Collected data
----
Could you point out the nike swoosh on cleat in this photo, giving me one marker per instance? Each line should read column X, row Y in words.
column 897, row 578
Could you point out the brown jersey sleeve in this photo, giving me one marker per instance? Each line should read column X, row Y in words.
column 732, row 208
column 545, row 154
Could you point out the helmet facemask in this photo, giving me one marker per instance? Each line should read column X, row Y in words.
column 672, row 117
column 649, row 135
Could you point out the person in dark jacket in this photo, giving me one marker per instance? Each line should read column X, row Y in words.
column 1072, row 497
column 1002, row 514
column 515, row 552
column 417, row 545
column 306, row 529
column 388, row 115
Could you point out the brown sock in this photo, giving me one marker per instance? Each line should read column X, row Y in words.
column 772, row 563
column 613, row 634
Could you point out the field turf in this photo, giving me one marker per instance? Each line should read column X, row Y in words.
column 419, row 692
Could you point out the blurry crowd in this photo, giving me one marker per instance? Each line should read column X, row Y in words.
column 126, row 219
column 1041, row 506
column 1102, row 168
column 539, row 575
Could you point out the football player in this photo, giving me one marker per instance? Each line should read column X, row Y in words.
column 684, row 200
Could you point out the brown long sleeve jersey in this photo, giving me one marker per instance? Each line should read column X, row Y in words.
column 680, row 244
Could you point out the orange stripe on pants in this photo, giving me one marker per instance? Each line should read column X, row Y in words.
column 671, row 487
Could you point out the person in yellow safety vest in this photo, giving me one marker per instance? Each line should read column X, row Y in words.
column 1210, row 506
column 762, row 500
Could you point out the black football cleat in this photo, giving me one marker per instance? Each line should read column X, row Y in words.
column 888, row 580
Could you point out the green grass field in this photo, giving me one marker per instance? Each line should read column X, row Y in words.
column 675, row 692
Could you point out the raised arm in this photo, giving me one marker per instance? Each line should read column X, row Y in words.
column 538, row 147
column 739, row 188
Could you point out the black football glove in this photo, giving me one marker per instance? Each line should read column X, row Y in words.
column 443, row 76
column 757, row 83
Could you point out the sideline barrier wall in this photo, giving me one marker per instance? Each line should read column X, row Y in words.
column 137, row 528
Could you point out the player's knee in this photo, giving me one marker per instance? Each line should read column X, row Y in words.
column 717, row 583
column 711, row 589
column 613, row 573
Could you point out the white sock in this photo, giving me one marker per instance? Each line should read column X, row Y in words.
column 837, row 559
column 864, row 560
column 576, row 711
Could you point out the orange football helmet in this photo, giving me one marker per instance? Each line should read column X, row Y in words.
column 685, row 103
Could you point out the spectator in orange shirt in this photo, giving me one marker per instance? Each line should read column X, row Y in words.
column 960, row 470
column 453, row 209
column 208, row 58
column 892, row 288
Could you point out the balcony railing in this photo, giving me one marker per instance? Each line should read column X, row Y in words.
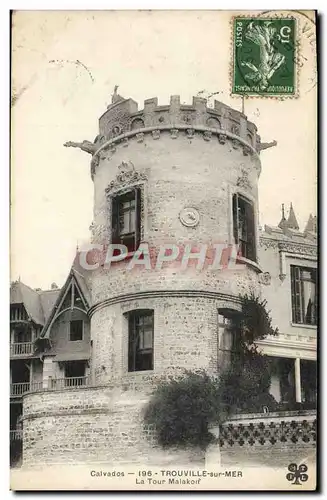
column 21, row 349
column 16, row 435
column 17, row 390
column 67, row 382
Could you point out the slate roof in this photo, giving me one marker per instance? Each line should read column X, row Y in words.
column 40, row 304
column 23, row 294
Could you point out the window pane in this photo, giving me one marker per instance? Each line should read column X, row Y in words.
column 147, row 339
column 76, row 330
column 304, row 295
column 140, row 355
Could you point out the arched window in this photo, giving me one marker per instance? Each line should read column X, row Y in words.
column 228, row 341
column 140, row 340
column 213, row 122
column 126, row 219
column 244, row 226
column 137, row 123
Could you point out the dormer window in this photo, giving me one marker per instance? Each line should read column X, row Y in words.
column 244, row 226
column 126, row 219
column 76, row 330
column 140, row 340
column 304, row 295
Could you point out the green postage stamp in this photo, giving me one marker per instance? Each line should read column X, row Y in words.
column 264, row 56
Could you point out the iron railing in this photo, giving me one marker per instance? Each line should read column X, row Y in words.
column 16, row 435
column 67, row 382
column 17, row 390
column 20, row 388
column 21, row 348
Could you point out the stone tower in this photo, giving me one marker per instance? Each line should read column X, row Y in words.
column 188, row 164
column 183, row 175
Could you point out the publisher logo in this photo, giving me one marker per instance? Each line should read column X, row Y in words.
column 297, row 473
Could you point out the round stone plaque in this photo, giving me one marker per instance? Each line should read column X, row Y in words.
column 189, row 217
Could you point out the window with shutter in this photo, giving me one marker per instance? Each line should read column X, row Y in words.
column 126, row 219
column 140, row 340
column 304, row 295
column 244, row 226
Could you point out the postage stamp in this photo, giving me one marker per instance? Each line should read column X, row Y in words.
column 164, row 299
column 264, row 56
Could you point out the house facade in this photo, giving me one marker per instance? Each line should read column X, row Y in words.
column 179, row 176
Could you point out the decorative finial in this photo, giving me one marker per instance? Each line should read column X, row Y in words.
column 265, row 145
column 87, row 146
column 115, row 96
column 283, row 222
column 291, row 221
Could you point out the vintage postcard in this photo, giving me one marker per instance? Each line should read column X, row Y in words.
column 163, row 296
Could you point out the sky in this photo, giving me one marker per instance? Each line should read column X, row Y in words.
column 65, row 65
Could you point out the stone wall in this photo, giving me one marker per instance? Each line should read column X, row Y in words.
column 93, row 425
column 185, row 335
column 105, row 425
column 273, row 440
column 176, row 167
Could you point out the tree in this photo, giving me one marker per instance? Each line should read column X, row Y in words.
column 181, row 409
column 245, row 385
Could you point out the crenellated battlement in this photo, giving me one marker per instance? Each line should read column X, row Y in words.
column 124, row 116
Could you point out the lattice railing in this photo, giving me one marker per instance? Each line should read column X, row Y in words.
column 291, row 431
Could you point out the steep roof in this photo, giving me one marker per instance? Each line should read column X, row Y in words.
column 48, row 299
column 81, row 284
column 311, row 224
column 291, row 221
column 23, row 294
column 40, row 304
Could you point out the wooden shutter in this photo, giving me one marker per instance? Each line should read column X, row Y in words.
column 115, row 219
column 137, row 218
column 235, row 218
column 296, row 294
column 131, row 343
column 250, row 237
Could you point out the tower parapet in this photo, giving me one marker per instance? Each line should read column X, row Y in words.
column 123, row 121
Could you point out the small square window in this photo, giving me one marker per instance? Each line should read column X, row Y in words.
column 304, row 295
column 140, row 340
column 126, row 219
column 76, row 330
column 244, row 226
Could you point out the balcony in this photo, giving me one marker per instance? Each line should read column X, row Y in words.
column 21, row 349
column 67, row 383
column 16, row 435
column 17, row 390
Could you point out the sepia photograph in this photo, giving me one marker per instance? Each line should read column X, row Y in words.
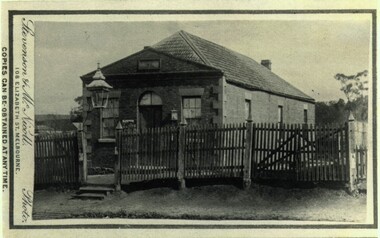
column 202, row 120
column 190, row 119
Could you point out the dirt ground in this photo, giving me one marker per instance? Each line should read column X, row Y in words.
column 217, row 202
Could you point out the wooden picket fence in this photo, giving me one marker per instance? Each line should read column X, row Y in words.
column 56, row 159
column 149, row 154
column 300, row 152
column 213, row 151
column 361, row 162
column 289, row 152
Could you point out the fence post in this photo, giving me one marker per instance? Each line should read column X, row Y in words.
column 181, row 156
column 351, row 153
column 119, row 130
column 248, row 155
column 82, row 145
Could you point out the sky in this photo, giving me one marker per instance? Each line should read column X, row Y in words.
column 306, row 53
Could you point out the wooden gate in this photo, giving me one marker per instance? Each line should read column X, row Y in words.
column 148, row 154
column 300, row 152
column 56, row 159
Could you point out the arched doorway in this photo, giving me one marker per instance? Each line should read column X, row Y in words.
column 150, row 110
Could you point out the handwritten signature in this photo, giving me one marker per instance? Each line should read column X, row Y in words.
column 27, row 202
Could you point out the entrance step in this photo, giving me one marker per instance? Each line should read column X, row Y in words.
column 89, row 196
column 95, row 189
column 93, row 192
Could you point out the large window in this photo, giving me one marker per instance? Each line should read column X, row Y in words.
column 280, row 117
column 110, row 115
column 191, row 109
column 247, row 109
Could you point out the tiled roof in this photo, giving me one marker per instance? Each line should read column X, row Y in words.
column 236, row 67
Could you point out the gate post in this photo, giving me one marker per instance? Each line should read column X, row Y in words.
column 181, row 156
column 351, row 153
column 82, row 146
column 247, row 162
column 118, row 133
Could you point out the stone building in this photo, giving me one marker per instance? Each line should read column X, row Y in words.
column 187, row 78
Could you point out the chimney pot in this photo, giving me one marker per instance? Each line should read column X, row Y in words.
column 266, row 63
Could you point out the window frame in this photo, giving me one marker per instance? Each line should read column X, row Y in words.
column 305, row 116
column 280, row 114
column 103, row 117
column 190, row 108
column 247, row 116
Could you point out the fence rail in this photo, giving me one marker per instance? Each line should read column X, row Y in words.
column 56, row 159
column 300, row 152
column 297, row 152
column 150, row 154
column 214, row 151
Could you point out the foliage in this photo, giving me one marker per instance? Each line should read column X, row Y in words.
column 338, row 111
column 353, row 86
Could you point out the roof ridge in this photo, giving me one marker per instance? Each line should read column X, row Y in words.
column 179, row 58
column 184, row 35
column 240, row 55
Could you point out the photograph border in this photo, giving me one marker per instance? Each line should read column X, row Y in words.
column 12, row 13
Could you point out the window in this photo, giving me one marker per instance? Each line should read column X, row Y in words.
column 149, row 65
column 280, row 115
column 191, row 109
column 110, row 115
column 305, row 116
column 247, row 109
column 150, row 99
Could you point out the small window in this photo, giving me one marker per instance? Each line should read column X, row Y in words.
column 150, row 99
column 149, row 65
column 110, row 116
column 305, row 116
column 247, row 109
column 280, row 115
column 191, row 108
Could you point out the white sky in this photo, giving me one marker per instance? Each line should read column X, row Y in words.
column 305, row 53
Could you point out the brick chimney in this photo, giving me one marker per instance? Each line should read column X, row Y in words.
column 267, row 63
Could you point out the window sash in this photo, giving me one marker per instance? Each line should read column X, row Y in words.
column 305, row 116
column 110, row 115
column 191, row 107
column 247, row 108
column 280, row 114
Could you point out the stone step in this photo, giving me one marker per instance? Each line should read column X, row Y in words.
column 99, row 196
column 96, row 189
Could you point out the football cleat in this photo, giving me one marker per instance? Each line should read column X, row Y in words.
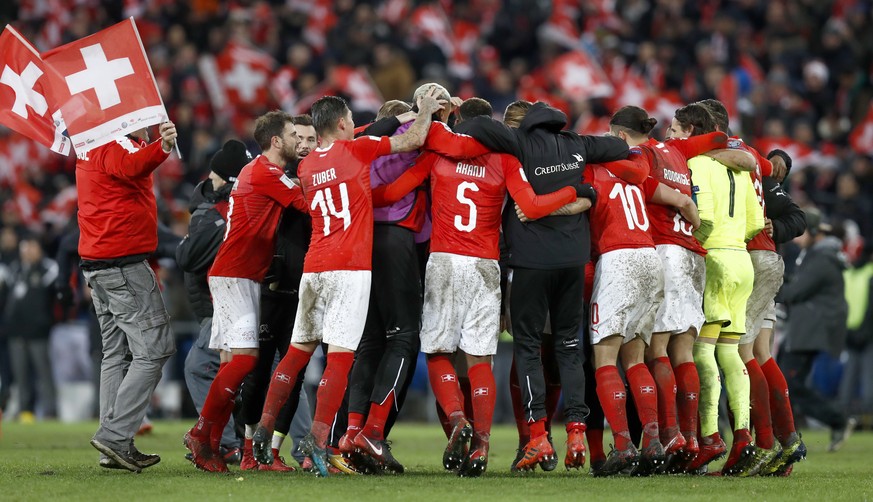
column 711, row 448
column 278, row 464
column 617, row 461
column 537, row 451
column 575, row 457
column 652, row 458
column 458, row 444
column 476, row 462
column 317, row 453
column 793, row 452
column 202, row 455
column 380, row 451
column 741, row 458
column 262, row 445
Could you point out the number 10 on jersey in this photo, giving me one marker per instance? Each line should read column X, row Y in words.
column 324, row 199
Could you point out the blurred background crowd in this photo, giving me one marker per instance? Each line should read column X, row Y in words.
column 794, row 74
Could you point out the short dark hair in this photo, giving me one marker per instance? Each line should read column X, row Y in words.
column 697, row 116
column 719, row 113
column 633, row 119
column 393, row 108
column 326, row 113
column 475, row 107
column 268, row 125
column 304, row 120
column 515, row 112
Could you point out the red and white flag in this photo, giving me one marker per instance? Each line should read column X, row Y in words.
column 25, row 102
column 238, row 77
column 104, row 86
column 861, row 137
column 580, row 77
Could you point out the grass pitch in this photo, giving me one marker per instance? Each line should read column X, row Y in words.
column 51, row 461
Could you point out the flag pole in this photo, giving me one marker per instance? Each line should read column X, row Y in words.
column 154, row 81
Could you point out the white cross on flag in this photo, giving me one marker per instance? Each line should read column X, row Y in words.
column 24, row 104
column 104, row 86
column 580, row 77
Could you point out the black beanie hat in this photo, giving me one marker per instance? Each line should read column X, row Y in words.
column 230, row 160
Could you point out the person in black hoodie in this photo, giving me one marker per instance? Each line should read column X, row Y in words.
column 547, row 259
column 208, row 207
column 817, row 312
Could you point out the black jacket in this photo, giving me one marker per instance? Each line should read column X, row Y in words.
column 197, row 250
column 788, row 219
column 816, row 301
column 552, row 158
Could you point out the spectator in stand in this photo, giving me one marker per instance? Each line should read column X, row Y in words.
column 28, row 320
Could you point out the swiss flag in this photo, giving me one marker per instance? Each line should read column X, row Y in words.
column 861, row 137
column 238, row 77
column 25, row 104
column 580, row 77
column 104, row 86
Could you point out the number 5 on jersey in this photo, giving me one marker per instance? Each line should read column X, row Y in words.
column 324, row 199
----
EXERCISE DIRECTIONS
Repeat only the tail of the entries, exactly: the line containing "Could you point out the white cross" and every line after it, to the end.

WRITTEN SOLUTION
Could you point out the white cross on flag in this photo, giving me one marker per instance? Each line should read column X, row Y in words.
column 24, row 104
column 104, row 86
column 580, row 77
Could you point out the black beanie hat in this photo, giving me one marker per instance? Each line should read column X, row Y in words.
column 230, row 160
Could you point out the person in black hoodie in this photo, giving me one marker per instance? Each line should read column X, row Y in words.
column 547, row 259
column 208, row 207
column 817, row 312
Could you point out the black jacket in this photo, giving me one marker per instance? Each line should read column X, row Y in words.
column 197, row 250
column 788, row 219
column 816, row 301
column 552, row 158
Could you point out the spectator in stand in this photo, giving me one marker per instance? Each line should read column X, row Y in words.
column 28, row 320
Could you point out the swiss flag in this photo, giving me one marker per instance? Each line should read column X, row Y in words.
column 861, row 137
column 238, row 77
column 25, row 104
column 580, row 77
column 104, row 86
Could you point out the number 5 on jersey in this photo, giving me one marker per instance? Each line should read column X, row Y in words.
column 324, row 199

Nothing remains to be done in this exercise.